**Stated exercise**. Duplicate word for word everything from the line containing "of the pilot's" down to the line containing "[[133, 157]]", including both of those lines.

**Point annotation records**.
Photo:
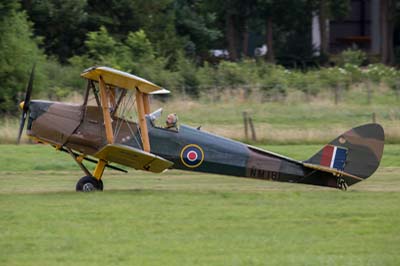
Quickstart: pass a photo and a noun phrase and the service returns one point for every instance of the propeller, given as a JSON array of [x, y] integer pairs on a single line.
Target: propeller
[[26, 102]]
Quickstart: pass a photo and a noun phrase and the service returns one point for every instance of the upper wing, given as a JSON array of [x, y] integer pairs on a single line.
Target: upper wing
[[120, 79], [134, 158]]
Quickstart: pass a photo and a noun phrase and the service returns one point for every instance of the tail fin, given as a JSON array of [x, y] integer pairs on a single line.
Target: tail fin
[[353, 156]]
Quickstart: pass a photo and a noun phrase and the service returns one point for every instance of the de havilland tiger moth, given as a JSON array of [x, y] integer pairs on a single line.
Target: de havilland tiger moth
[[119, 129]]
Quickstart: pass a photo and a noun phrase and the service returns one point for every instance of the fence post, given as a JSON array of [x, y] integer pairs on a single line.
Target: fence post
[[253, 132], [246, 131], [369, 91]]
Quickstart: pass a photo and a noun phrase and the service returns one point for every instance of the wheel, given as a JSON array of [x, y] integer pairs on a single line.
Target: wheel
[[88, 184]]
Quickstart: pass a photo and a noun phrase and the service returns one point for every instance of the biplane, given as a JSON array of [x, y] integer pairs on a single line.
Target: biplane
[[119, 129]]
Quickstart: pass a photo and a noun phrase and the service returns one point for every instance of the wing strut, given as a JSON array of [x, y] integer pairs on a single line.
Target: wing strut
[[106, 111], [141, 108]]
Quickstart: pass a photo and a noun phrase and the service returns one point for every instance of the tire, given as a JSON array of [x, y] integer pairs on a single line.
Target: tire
[[89, 184]]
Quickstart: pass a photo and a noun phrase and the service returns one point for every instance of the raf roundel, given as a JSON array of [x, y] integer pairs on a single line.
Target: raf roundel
[[192, 155]]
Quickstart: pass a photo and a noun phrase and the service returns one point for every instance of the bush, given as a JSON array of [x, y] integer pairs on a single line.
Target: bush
[[353, 57]]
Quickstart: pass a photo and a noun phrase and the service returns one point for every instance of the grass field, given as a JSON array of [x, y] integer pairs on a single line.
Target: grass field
[[184, 218]]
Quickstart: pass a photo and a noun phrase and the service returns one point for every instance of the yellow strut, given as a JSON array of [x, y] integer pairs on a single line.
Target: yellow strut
[[98, 171], [106, 111], [142, 120]]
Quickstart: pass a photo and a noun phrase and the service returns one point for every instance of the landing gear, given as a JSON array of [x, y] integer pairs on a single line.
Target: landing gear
[[342, 184], [88, 184]]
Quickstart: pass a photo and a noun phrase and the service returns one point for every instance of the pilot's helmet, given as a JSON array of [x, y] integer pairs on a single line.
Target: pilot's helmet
[[172, 119]]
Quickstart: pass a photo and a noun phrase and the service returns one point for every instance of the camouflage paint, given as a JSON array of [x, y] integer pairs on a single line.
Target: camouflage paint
[[82, 130]]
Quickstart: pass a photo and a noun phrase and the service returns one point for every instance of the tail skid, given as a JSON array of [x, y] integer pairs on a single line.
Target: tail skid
[[348, 159]]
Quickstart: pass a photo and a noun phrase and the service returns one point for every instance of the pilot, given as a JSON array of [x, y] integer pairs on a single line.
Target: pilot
[[171, 122]]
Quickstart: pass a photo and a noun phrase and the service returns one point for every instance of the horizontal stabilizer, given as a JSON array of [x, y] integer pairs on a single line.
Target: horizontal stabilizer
[[133, 157]]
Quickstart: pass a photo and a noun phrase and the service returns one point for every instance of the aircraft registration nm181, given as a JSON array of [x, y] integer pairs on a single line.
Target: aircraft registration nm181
[[107, 133]]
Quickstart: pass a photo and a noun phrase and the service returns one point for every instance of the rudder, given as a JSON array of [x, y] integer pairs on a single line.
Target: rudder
[[357, 152]]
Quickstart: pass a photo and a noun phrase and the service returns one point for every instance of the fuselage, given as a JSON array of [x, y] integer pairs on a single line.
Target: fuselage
[[82, 129]]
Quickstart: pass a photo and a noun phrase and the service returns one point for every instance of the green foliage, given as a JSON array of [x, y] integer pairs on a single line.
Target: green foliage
[[18, 52], [61, 23]]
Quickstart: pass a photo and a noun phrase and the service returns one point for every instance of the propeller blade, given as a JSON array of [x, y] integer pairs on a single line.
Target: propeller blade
[[21, 125], [27, 100], [29, 89]]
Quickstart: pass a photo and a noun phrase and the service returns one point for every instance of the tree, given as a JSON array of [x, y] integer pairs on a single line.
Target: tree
[[387, 22], [328, 9], [61, 23], [197, 25], [18, 52]]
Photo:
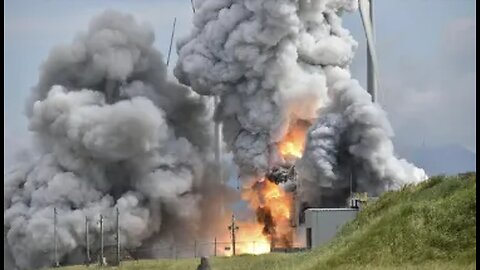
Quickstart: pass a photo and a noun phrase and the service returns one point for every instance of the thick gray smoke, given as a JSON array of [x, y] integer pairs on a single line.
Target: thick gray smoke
[[114, 133], [275, 62]]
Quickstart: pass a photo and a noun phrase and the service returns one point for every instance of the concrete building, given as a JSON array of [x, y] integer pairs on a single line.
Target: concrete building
[[322, 224]]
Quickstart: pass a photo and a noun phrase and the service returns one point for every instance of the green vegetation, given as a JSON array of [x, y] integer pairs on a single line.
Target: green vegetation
[[431, 225]]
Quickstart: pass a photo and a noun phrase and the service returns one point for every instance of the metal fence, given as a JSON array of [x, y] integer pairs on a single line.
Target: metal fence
[[98, 244]]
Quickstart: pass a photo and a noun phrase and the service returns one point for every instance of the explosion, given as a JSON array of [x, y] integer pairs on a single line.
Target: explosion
[[293, 144]]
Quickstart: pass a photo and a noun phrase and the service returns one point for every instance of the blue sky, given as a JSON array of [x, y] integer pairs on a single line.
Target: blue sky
[[426, 51]]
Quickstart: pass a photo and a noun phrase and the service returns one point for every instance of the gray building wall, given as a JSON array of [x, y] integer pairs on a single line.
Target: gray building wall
[[322, 224]]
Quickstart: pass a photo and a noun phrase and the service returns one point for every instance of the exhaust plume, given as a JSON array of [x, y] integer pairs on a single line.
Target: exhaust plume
[[274, 63], [114, 133]]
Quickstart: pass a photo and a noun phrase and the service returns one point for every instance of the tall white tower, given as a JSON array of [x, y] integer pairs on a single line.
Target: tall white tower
[[366, 13]]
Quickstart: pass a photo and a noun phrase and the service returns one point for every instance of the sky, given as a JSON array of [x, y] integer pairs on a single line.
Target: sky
[[426, 55]]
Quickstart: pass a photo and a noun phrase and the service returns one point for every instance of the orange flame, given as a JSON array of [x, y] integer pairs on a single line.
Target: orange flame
[[272, 204], [294, 142]]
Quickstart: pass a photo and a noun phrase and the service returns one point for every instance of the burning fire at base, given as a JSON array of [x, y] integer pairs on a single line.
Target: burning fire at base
[[272, 204]]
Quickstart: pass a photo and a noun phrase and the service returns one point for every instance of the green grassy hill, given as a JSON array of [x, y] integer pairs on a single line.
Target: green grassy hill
[[431, 225]]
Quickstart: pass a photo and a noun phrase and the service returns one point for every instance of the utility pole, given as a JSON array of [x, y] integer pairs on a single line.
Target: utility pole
[[232, 229], [87, 243], [101, 240], [193, 6], [118, 237], [55, 247], [195, 249], [215, 247], [171, 40]]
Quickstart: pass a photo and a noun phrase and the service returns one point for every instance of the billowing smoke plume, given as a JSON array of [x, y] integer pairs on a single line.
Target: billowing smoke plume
[[114, 133], [276, 62]]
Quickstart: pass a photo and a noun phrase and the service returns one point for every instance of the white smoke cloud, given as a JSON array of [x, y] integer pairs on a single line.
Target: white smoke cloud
[[275, 62], [113, 133]]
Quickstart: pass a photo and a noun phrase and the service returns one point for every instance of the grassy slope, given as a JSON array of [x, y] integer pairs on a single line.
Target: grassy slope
[[427, 226]]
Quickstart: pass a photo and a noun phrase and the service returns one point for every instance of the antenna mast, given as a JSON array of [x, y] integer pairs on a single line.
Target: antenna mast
[[171, 40]]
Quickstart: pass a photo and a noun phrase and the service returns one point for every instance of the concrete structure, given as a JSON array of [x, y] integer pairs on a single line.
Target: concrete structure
[[322, 224]]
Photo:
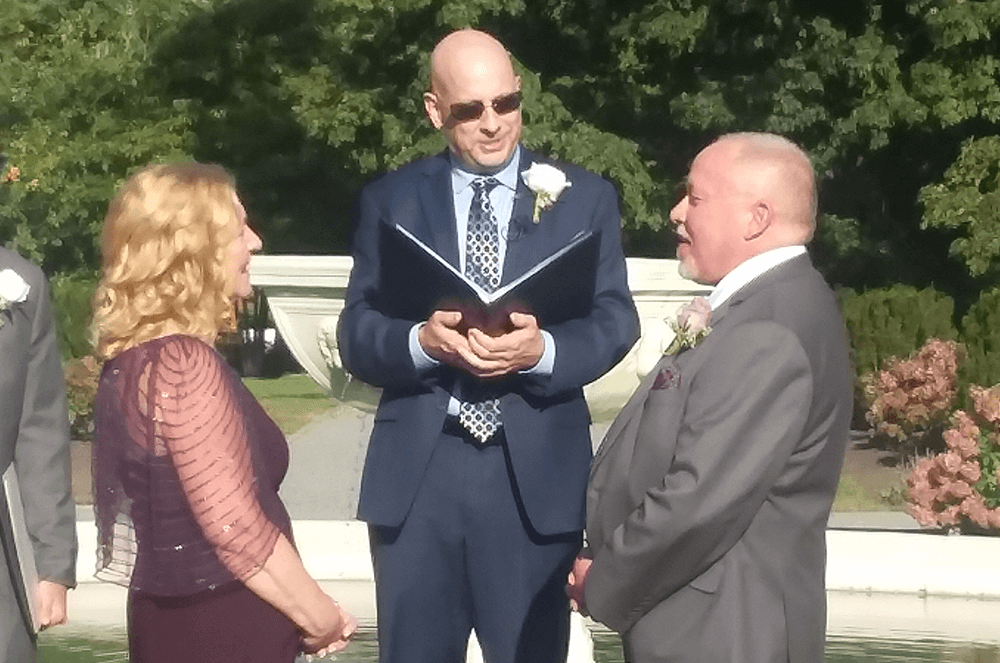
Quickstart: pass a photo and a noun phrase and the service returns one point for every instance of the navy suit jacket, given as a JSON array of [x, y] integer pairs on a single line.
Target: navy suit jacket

**The output**.
Quickstart: pass a photo and a noun phrase and the service returns one point for every instance of the pilot's helmet, given as a JSON array of [x, y] integer pairs on a single line.
Target: pilot's helmet
[[172, 119]]
Quickstart: pass a photo and a noun phrase and the service returns one point for every instance of the camouflage paint, given as a JSON array of [x, y] integer pairs on a single line.
Target: camouflage paint
[[82, 130]]
Quickstart: pass a photo and a noun phrase and the service returns one point for every instance of the tail skid, given as a JSON array of [x, y] integer pairs on a single line.
Target: tail skid
[[348, 159]]
Quickstart: pass a photo and a noun phrase and the service returns one point for every instance of the pilot, given as a JSON array of [x, y] integer pairs on a single line.
Target: pilot
[[171, 122]]
Quickstart: pass a photo and a noun phrase and the service returns one point for every instance of the horizontal stabilizer, given as a JSON array of [x, y] integer pairs on a single line.
Target: horizontal stabilizer
[[133, 157]]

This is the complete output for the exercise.